## SET EXERCISE
How many lines in the material below contain the string "table"? Case counts. Reply with the number alone.

## INFORMATION GIVEN
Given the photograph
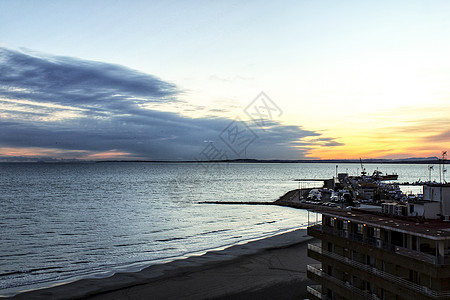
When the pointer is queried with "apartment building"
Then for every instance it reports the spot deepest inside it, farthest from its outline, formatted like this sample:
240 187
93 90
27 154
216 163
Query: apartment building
366 255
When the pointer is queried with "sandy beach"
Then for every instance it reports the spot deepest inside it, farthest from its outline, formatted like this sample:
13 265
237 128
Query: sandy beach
269 268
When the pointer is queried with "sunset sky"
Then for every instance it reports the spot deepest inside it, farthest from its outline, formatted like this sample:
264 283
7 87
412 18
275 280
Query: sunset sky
182 80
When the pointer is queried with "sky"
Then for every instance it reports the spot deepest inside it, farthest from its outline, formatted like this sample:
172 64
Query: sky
200 80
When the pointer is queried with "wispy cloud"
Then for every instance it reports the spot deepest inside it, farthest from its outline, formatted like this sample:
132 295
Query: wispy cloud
86 109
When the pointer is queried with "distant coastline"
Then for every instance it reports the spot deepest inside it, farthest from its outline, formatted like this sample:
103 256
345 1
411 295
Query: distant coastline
413 160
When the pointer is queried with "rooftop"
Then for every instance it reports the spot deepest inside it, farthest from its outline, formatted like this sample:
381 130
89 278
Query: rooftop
433 229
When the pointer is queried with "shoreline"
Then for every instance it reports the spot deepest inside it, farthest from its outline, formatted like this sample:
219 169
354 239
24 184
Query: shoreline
170 271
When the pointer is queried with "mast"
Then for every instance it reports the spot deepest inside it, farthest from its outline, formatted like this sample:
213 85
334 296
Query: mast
363 171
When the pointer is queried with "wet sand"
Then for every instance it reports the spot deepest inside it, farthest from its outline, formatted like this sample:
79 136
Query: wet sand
271 268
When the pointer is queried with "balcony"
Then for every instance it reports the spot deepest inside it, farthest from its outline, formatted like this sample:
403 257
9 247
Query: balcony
316 292
372 242
389 278
351 290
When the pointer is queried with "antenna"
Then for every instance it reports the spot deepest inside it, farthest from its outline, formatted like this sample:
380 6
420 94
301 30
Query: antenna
430 167
444 157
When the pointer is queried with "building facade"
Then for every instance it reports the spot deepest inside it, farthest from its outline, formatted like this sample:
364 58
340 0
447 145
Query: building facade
365 255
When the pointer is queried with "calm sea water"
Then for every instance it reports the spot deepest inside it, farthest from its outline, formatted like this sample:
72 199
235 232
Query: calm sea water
61 222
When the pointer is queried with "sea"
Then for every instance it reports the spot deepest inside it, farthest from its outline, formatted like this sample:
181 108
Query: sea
60 222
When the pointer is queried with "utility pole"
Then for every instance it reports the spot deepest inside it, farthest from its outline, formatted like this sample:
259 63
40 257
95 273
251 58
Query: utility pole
444 156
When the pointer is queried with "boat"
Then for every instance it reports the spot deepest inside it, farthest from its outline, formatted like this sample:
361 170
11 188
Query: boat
378 175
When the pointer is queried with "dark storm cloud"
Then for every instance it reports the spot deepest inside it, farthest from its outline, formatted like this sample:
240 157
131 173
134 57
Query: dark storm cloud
77 105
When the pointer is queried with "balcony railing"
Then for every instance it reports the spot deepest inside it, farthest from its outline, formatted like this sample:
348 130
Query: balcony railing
428 258
389 277
315 269
316 291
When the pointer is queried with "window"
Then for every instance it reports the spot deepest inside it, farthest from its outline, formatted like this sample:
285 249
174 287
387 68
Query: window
359 229
376 233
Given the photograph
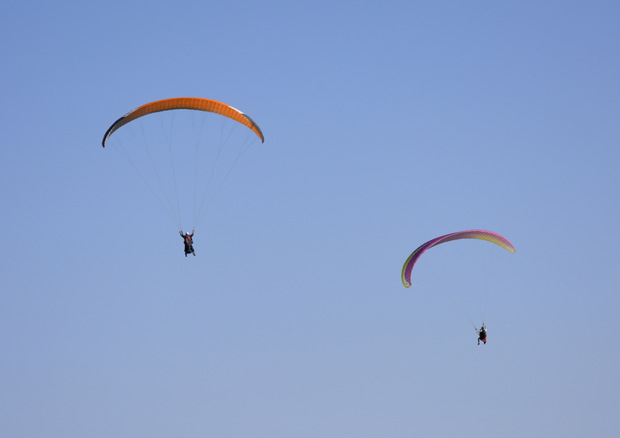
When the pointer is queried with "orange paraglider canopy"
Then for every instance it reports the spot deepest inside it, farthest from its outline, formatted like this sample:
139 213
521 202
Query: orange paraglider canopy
190 103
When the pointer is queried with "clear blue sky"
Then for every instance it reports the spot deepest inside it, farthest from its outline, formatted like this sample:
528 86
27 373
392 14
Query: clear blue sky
386 124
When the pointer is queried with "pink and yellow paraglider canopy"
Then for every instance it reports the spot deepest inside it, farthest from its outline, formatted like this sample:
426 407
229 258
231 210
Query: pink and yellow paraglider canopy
489 236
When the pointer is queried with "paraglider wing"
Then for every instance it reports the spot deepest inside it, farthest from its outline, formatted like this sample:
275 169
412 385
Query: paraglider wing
490 236
190 103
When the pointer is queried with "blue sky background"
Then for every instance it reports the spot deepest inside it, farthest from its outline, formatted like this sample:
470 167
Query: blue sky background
386 124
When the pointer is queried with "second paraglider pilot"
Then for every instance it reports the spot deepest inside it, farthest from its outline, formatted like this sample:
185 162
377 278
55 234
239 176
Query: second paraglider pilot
188 241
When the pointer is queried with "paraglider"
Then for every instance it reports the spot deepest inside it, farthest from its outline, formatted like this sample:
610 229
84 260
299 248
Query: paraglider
184 157
189 103
482 334
489 236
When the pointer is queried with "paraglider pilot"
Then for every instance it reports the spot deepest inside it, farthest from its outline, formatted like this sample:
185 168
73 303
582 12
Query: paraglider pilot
188 241
482 334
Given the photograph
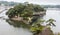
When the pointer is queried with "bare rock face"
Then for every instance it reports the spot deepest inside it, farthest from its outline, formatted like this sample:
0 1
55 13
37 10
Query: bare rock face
46 32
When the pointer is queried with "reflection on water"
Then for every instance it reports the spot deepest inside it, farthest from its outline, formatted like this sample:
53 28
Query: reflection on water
55 14
7 28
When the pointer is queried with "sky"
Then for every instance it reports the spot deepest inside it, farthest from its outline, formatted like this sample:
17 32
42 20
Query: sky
44 2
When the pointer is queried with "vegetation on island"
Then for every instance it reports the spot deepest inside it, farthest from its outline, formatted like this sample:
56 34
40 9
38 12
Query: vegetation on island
23 15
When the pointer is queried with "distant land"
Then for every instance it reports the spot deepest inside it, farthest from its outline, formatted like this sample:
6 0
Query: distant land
6 3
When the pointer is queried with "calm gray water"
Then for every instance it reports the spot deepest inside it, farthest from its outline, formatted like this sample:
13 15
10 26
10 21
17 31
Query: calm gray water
6 29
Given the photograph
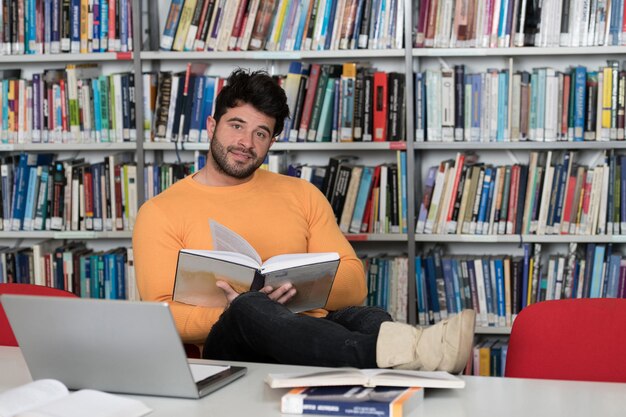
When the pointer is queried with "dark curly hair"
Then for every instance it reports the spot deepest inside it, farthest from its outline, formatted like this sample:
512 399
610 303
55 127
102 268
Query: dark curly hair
258 89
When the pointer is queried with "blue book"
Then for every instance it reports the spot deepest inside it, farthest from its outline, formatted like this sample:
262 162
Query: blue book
597 276
502 132
484 200
420 287
489 294
352 401
361 199
451 292
104 24
580 81
434 314
123 25
75 26
207 106
500 293
196 122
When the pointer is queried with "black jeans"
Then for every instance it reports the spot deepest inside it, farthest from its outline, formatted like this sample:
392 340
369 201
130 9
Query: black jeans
257 329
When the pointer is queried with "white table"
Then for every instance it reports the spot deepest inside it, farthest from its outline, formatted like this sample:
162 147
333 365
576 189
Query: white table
482 396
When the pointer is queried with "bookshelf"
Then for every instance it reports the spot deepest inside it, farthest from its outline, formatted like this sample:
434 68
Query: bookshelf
147 56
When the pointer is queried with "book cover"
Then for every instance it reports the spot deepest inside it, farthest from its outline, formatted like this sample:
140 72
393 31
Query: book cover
352 401
233 260
366 378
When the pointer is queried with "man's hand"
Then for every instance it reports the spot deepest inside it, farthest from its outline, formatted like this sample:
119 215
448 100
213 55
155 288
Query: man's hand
281 294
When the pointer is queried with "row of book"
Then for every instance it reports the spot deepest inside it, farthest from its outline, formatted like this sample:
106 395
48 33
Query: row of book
65 26
462 196
365 199
328 103
387 284
282 25
71 105
508 23
488 358
538 105
498 287
73 267
41 193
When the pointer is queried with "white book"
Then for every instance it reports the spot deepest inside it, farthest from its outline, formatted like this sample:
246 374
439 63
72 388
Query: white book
51 398
234 261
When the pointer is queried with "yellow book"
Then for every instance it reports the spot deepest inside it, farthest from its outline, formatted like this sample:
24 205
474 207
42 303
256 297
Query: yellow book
183 25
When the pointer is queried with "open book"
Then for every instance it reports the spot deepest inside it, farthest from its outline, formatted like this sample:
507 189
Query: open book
366 378
235 261
50 398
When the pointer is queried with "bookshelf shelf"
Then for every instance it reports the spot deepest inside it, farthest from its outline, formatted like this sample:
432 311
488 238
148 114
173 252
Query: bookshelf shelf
521 238
59 147
271 55
522 51
526 146
493 330
287 146
377 237
67 58
66 235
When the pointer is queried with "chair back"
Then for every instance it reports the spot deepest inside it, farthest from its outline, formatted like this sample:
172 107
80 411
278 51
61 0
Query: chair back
580 339
7 338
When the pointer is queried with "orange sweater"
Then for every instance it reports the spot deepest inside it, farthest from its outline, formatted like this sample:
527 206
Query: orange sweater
275 213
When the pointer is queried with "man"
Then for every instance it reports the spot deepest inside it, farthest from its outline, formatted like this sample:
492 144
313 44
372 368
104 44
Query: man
276 214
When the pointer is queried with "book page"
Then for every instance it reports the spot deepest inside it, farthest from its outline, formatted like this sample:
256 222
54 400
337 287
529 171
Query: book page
33 394
90 403
225 239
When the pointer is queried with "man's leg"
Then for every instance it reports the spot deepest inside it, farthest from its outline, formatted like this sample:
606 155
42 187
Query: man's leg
255 328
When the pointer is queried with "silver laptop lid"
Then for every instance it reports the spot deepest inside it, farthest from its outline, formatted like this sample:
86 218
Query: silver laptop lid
110 345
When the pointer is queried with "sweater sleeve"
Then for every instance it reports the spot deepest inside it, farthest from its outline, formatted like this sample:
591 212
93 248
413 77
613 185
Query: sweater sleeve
156 244
349 287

## RESPONSE
2